### WHAT YOU SHOULD DO:
Turn every line of the listing below into a numbered list, skipping any blank lines.

** Begin SUPPLIED MATERIAL **

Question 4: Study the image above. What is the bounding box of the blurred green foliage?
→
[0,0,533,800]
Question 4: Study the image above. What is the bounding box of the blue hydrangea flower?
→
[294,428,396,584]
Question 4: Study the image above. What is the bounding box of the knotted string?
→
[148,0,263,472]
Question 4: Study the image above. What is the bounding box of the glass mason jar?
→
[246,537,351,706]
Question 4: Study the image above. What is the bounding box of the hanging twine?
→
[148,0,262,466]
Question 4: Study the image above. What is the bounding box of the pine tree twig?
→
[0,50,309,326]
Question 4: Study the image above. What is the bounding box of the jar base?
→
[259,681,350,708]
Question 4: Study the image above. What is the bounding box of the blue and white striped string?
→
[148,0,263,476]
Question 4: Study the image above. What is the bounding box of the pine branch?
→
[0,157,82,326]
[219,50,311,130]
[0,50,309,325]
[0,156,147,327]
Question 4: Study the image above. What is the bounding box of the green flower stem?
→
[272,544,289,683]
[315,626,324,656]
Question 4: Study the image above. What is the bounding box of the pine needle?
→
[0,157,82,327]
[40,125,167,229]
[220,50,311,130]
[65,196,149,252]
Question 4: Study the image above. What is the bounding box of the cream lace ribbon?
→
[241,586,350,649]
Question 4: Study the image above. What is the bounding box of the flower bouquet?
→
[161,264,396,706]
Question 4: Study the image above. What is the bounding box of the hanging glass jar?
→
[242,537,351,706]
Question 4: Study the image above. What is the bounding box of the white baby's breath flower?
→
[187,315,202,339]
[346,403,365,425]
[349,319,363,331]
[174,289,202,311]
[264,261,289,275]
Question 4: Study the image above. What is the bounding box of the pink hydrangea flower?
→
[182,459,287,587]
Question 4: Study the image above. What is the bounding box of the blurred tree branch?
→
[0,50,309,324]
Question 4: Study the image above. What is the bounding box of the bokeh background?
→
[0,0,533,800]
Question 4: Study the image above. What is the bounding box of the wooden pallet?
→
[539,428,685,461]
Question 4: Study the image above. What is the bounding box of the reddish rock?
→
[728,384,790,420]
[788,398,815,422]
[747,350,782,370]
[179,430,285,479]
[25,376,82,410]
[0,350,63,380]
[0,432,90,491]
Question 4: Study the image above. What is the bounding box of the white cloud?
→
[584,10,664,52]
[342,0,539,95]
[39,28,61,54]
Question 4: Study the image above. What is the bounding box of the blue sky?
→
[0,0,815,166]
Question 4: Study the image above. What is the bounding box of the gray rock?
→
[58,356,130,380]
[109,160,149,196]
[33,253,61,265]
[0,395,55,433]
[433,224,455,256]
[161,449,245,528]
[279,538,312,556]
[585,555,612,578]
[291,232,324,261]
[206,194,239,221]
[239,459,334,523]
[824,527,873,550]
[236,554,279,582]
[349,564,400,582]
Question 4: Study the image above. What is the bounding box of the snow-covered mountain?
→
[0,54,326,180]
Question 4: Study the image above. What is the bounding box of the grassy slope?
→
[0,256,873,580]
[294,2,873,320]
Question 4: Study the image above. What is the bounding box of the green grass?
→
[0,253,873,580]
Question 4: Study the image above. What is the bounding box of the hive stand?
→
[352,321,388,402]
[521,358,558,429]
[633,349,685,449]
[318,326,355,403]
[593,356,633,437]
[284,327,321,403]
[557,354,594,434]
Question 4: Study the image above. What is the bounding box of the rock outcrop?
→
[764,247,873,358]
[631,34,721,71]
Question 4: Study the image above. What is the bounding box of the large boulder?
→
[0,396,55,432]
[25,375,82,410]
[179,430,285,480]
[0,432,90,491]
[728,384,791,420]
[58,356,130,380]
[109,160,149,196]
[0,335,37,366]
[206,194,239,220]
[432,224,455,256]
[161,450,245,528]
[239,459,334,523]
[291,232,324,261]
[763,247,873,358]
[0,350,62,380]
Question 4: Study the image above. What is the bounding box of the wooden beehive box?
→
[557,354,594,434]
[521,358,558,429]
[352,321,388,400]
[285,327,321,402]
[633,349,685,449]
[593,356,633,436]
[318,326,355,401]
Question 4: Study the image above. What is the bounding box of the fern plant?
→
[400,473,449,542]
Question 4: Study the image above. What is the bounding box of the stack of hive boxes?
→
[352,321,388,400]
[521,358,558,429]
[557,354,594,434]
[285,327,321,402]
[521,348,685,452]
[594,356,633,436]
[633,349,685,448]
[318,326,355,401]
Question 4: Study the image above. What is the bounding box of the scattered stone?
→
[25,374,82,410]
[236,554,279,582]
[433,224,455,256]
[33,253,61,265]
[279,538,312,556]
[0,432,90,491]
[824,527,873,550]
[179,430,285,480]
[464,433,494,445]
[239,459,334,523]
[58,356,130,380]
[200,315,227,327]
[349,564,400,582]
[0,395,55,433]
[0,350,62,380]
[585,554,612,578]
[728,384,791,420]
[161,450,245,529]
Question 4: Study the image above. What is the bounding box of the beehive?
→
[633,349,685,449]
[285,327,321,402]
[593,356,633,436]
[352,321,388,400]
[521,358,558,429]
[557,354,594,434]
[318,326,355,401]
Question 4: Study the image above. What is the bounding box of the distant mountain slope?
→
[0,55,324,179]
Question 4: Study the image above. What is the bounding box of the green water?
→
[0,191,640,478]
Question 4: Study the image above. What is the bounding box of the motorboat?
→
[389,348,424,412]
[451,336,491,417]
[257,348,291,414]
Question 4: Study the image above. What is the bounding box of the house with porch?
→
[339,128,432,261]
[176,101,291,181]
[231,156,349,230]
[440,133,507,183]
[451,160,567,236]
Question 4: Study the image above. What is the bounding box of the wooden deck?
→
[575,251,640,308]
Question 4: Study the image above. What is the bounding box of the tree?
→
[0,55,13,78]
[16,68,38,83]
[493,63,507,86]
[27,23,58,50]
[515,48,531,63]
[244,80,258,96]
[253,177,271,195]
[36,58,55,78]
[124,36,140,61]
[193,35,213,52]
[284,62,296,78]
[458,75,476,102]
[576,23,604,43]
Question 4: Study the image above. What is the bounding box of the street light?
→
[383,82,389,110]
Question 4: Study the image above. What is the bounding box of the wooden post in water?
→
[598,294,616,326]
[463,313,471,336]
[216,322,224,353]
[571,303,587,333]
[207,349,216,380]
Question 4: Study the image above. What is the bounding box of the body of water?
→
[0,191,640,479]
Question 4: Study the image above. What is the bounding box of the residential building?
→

** End SUPPLIED MATERIAL **

### RESPONSE BELOW:
1. Question 4: Study the image above. What is the bounding box of the blurred green foliage?
2. →
3. [0,0,533,800]
4. Question 4: Study the image above. What is the bounding box of the blue hydrangea flower?
5. →
6. [294,428,396,584]
7. Question 4: Study the image above. What is the bounding box of the knotted string?
8. →
9. [148,0,263,472]
10. Question 4: Study the image above. What is the bounding box of the glass mason jar?
11. →
12. [246,537,351,706]
13. Question 4: Study the image above. What is the bounding box of the hanging twine?
14. →
15. [148,0,262,466]
16. Question 4: Study the image above. What is the bounding box of the pine tree twig?
17. →
18. [0,50,309,326]
19. Question 4: Study the image above. What is the bounding box of the jar base?
20. →
21. [259,681,350,708]
22. Question 4: Study the image above. What is the bounding box of the blue and white striped string?
23. →
24. [148,0,263,476]
25. Question 4: Study the image above. What is the bounding box of the pine branch?
26. →
27. [0,157,82,326]
28. [219,50,311,130]
29. [0,50,309,325]
30. [0,156,147,327]
31. Question 4: Study the image above. What is the bounding box of the green flower stem?
32. →
33. [272,544,289,683]
34. [315,626,324,656]
35. Question 4: Study the image above. What is the bounding box of the pine needle?
36. →
37. [0,157,82,327]
38. [40,125,167,229]
39. [220,50,311,130]
40. [65,196,149,252]
41. Question 4: Study the image above. What is the bounding box of the cream lace ribbon?
42. →
43. [241,586,350,649]
44. Question 4: Study the image above. What is the bounding box of the flower bouquet?
45. →
46. [161,264,396,706]
47. Question 4: Study the image above. What is the bounding box of the hanging glass jar?
48. →
49. [242,537,351,706]
50. Question 4: Study the image above. What is the bounding box of the white baby's breath flower?
51. →
52. [187,315,202,339]
53. [346,403,365,425]
54. [349,319,363,331]
55. [174,289,202,311]
56. [264,261,289,275]
57. Question 4: Study the image above. What is the bounding box of the pink hydrangea flower?
58. →
59. [182,459,287,587]
60. Question 4: Study the image above. What is the bounding box of the blurred tree branch?
61. →
62. [0,50,309,324]
63. Question 4: Study the image above. What is the bounding box of the bokeh background?
64. →
65. [0,0,533,800]
66. Question 4: Study the image above. What is the bounding box of the wooden pallet?
67. →
68. [539,428,685,461]
69. Question 4: Study the image above. What is the bounding box of the reddish rock?
70. →
71. [728,384,790,420]
72. [788,398,815,422]
73. [747,350,782,370]
74. [179,430,285,479]
75. [25,376,82,410]
76. [0,350,63,380]
77. [0,432,90,491]
78. Question 4: Study the image above. What is the bounding box of the white cloud?
79. →
80. [584,10,664,52]
81. [342,0,539,95]
82. [39,28,61,54]
83. Question 4: Study the image above. What is the bounding box of the blue sky?
84. →
85. [0,0,815,166]
86. Question 4: Study the image above. What is the bounding box of the gray rock?
87. →
88. [58,356,130,380]
89. [109,160,149,196]
90. [33,253,61,265]
91. [0,395,55,433]
92. [433,224,455,256]
93. [161,449,245,528]
94. [279,538,312,556]
95. [585,555,612,578]
96. [291,232,324,261]
97. [206,194,239,221]
98. [239,459,334,523]
99. [824,527,873,550]
100. [236,554,279,582]
101. [349,564,400,582]
102. Question 4: Study the image above. What is the bounding box of the snow-covered mountain?
103. →
104. [0,54,326,180]
105. Question 4: Study the image above. What is the bounding box of the grassy slope?
106. →
107. [0,256,873,580]
108. [294,2,873,320]
109. Question 4: Study the image above. What is the bounding box of the green grass?
110. →
111. [0,253,873,580]
112. Question 4: Study the image above. What is the bounding box of the hive stand?
113. →
114. [352,321,388,402]
115. [521,358,558,429]
116. [633,349,685,449]
117. [318,326,355,403]
118. [593,356,633,437]
119. [284,327,321,403]
120. [557,354,594,434]
121. Question 4: Study the image above. What is the bounding box of the rock outcrop?
122. →
123. [764,247,873,358]
124. [631,34,721,71]
125. Question 4: Study the image above. What is the bounding box of the large boulder?
126. →
127. [0,396,55,432]
128. [25,375,82,410]
129. [179,430,285,480]
130. [0,432,90,491]
131. [728,384,791,420]
132. [58,356,130,380]
133. [109,160,149,196]
134. [0,335,37,366]
135. [206,194,239,220]
136. [432,224,455,256]
137. [161,450,245,528]
138. [239,459,334,523]
139. [291,232,324,261]
140. [763,247,873,358]
141. [0,350,62,380]
142. Question 4: Study the image above. What is the bounding box of the wooden beehive box?
143. →
144. [557,354,594,434]
145. [521,358,558,429]
146. [352,321,388,400]
147. [285,327,321,402]
148. [633,349,685,449]
149. [593,356,633,436]
150. [318,326,355,401]
151. Question 4: Study the image above. What is the bounding box of the fern plant?
152. →
153. [400,473,449,542]
154. Question 4: Study the image above. What is the bounding box of the stack of hive boxes?
155. →
156. [352,321,388,400]
157. [521,358,558,429]
158. [557,354,594,434]
159. [285,327,321,402]
160. [521,348,685,452]
161. [594,356,633,436]
162. [633,349,685,448]
163. [318,326,355,401]
164. Question 4: Study the image above. What is the bounding box of the scattered stone?
165. →
166. [25,374,82,410]
167. [236,554,279,582]
168. [433,224,455,256]
169. [33,253,61,265]
170. [279,538,312,556]
171. [0,432,90,491]
172. [824,527,873,550]
173. [179,430,285,480]
174. [464,433,494,445]
175. [239,459,334,523]
176. [58,356,130,380]
177. [200,315,227,327]
178. [349,564,400,582]
179. [0,395,55,433]
180. [0,350,62,380]
181. [585,554,612,578]
182. [728,384,791,420]
183. [161,450,245,529]
184. Question 4: Study the image above. What is the bounding box of the beehive?
185. →
186. [633,349,685,449]
187. [285,327,321,402]
188. [593,356,633,436]
189. [352,321,388,400]
190. [521,358,558,429]
191. [557,354,594,434]
192. [318,326,355,401]
193. Question 4: Study the image above. What is the bounding box of the distant mountain slope?
194. →
195. [0,55,324,179]
196. Question 4: Study the image above. What is the bounding box of the green water?
197. →
198. [0,191,640,478]
199. Question 4: Study the image above. What is the bounding box of the motorboat?
200. →
201. [389,348,424,412]
202. [451,336,491,417]
203. [257,348,291,414]
204. Question 4: Study the image above. What is the bounding box of the house with porch?
205. →
206. [339,128,432,261]
207. [176,101,291,181]
208. [231,156,349,230]
209. [440,133,507,183]
210. [451,160,567,236]
211. Question 4: Study the image above. What is the bounding box of the wooden deck?
212. →
213. [575,251,640,308]
214. Question 4: Study the image above. What is the bounding box of the tree?
215. →
216. [0,55,13,78]
217. [16,68,38,83]
218. [493,63,507,86]
219. [27,23,58,50]
220. [515,48,531,63]
221. [244,80,258,96]
222. [253,177,271,195]
223. [36,58,55,78]
224. [124,36,140,61]
225. [193,35,213,52]
226. [284,62,296,78]
227. [458,75,476,102]
228. [576,23,604,43]
229. Question 4: Study the image above. What is the bounding box of the street light?
230. →
231. [383,82,389,110]
232. Question 4: Study the image above. What is the bounding box of the wooden post in water?
233. →
234. [598,294,616,326]
235. [463,313,471,336]
236. [216,322,224,353]
237. [571,303,587,333]
238. [207,349,216,380]
239. Question 4: Study the image above. What is the bounding box of the body of water?
240. →
241. [0,191,640,479]
242. Question 4: Study the image above. What is the bounding box of the residential building?
243. →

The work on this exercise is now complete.